**Set of tasks:**
**1)** Set down the passage of the forum thread about the broken hood light that runs from "That would be" down to "of your help!!!!!!!", word for word.
**2)** Answer these questions about the forum thread on the broken hood light, one per line:
(a) What size is the tank described in the first post?
(b) What price does jrman83 ask for the spare fixtures?
(c) Which company made the light, according to its label?
**3)** Write what comes next in the forum thread about the broken hood light, picking up after its final post.

**Article:**
····················

# Hood Light Broken! Help!



## nmclemore (Sep 28, 2010)

I have a 55 gal tank with 2) 23 inch light strips. The plastic that holds the bulb in place has all melted and is cracking away. I replaced one of the light strips a couple weeks ago with a used one I found at the local pet store. Now, I cannot find another one that's 23 inches. Seems they don't make them anymore. Can you buy the plastic housing that holds the bulbs in place? Thanks!


----------



## jrman83 (Jul 9, 2010)

Are you sure it's 23"? Are they the kind that is also part of the top, all as one unit but the light lifts off of it? Measured end to end....they make 24" strips.


----------



## jrman83 (Jul 9, 2010)

I have two light fixtures that came off a 55g that I don't think I will ever use. They came from the hood that have the light and cover as one complete unit, like those that come in a 55g kit. If you will give me actual length and width of your light, I'll see if mine matches and if it does I'll sell it to you for $3-4 and you pay the shipping.


----------



## nmclemore (Sep 28, 2010)

I have two light fixtures that came off a 55g that I don't think I will ever use. They came from the hood that have the light and cover as one complete unit, like those that come in a 55g kit. If you will give me actual length and width of your light, I'll see if mine matches and if it does I'll sell it to you for $3-4 and you pay the shipping.

That would be AWESOME!!!!! It states that it is 24inches, made by All-Glass Aquarium Inc, Model #R17929....but when I measure it, it's only 22 1/2 inches??? It is the kind that you described...light lifts off of it. There is a plastic piece in the middle of the two lights....I guess that is why they only measure 22 inches. I bought it as a kit from Walmart: Walmart.com: Aquaculture: Home Starter Kit 55 Aquarium, 1 Kt: Fish

I'm not sure at the width....I'll measure that when I get home this evening. Thanks so much for all of your help!!!!!!!

····················

**Annotated coordinate records:**
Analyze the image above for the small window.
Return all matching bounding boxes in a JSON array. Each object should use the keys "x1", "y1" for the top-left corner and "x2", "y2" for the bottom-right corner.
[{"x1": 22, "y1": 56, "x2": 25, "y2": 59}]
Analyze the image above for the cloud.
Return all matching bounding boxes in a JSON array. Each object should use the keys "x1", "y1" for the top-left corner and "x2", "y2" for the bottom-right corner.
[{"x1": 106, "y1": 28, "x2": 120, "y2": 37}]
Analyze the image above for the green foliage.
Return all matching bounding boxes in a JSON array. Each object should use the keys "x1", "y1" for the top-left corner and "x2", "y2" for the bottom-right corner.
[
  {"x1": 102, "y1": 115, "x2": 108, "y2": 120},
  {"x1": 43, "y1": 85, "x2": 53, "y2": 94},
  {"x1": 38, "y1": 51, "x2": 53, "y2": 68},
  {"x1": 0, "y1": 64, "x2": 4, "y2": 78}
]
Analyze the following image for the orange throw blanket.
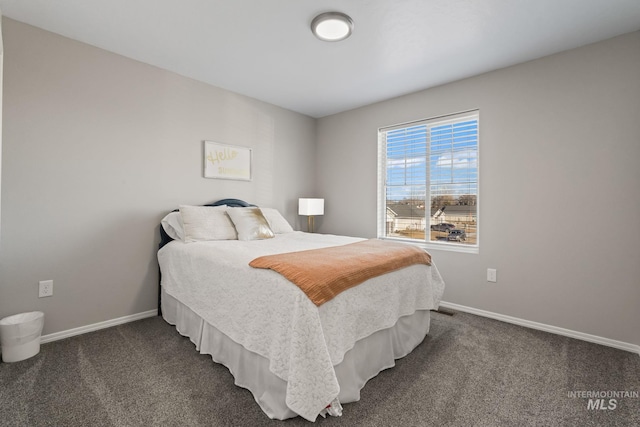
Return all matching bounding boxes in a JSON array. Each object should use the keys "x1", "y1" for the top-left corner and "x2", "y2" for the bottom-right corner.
[{"x1": 249, "y1": 239, "x2": 431, "y2": 306}]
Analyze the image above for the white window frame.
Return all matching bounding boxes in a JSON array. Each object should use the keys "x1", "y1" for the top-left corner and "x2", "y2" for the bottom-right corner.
[{"x1": 377, "y1": 109, "x2": 480, "y2": 254}]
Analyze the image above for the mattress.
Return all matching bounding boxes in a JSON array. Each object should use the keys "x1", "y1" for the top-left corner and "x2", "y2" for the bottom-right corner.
[{"x1": 158, "y1": 232, "x2": 444, "y2": 421}]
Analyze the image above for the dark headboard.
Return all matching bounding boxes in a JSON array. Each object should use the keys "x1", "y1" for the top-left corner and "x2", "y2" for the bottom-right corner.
[
  {"x1": 158, "y1": 199, "x2": 255, "y2": 316},
  {"x1": 158, "y1": 199, "x2": 255, "y2": 249}
]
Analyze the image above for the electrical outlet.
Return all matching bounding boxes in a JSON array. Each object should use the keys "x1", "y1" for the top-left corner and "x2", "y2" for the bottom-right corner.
[{"x1": 38, "y1": 280, "x2": 53, "y2": 298}]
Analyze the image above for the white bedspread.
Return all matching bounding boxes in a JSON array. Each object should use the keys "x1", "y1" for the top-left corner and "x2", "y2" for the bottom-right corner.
[{"x1": 158, "y1": 232, "x2": 444, "y2": 421}]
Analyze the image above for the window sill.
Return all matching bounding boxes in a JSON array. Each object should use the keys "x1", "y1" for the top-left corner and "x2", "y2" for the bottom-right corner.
[{"x1": 378, "y1": 237, "x2": 480, "y2": 254}]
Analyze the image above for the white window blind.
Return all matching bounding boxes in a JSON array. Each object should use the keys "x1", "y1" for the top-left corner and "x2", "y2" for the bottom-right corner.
[{"x1": 378, "y1": 110, "x2": 479, "y2": 252}]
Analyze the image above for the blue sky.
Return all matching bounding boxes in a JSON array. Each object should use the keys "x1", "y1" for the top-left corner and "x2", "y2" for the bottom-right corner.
[{"x1": 386, "y1": 120, "x2": 478, "y2": 200}]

····················

**The results:**
**1)**
That would be AWESOME!!!!! It states that it is 24inches, made by All-Glass Aquarium Inc, Model #R17929....but when I measure it, it's only 22 1/2 inches??? It is the kind that you described...light lifts off of it. There is a plastic piece in the middle of the two lights....I guess that is why they only measure 22 inches. I bought it as a kit from Walmart: Walmart.com: Aquaculture: Home Starter Kit 55 Aquarium, 1 Kt: Fish

I'm not sure at the width....I'll measure that when I get home this evening. Thanks so much for all of your help!!!!!!!

**2)**
(a) 55 gallons
(b) $3-4, with the buyer paying the shipping
(c) All-Glass Aquarium Inc.

**3)**
----------



## jrman83 (Jul 9, 2010)

Sounds like it is the same - oak finish by the way. Yours may be black? Give me length and width when you get home. Believe mine to be 22.5" also.


----------



## nmclemore (Sep 28, 2010)

Oh yeah, mine is black. I'm going to keep searching for a while and see if I can find a black one. If not, I might can paint the oak ones....I'll let you know. Thanks again!!!!


----------



## jrman83 (Jul 9, 2010)

Worse case, I can send to you and you can just transplant the guts out of mine. Not sure if this is feasible or if you would feel comfortable doing it or not. Worth a try anyway. Unless of course the outside has melted also.


----------



## jrman83 (Jul 9, 2010)

Hey, I checked out my light and the inner parts are removable. Let me know.


----------



## beaslbob (May 29, 2009)

I would replace the light fixture(s) with $10 home depot 2 tube 4' shop lights.

But that's just me.


----------



## nmclemore (Sep 28, 2010)

Thanks everyone! I found a under cabinet kitchen light at Lowes for $14.00 that worked perfect....wired it to the switch and power cord on hood. Works great! Thanks again!


----------



## jrman83 (Jul 9, 2010)

Cool.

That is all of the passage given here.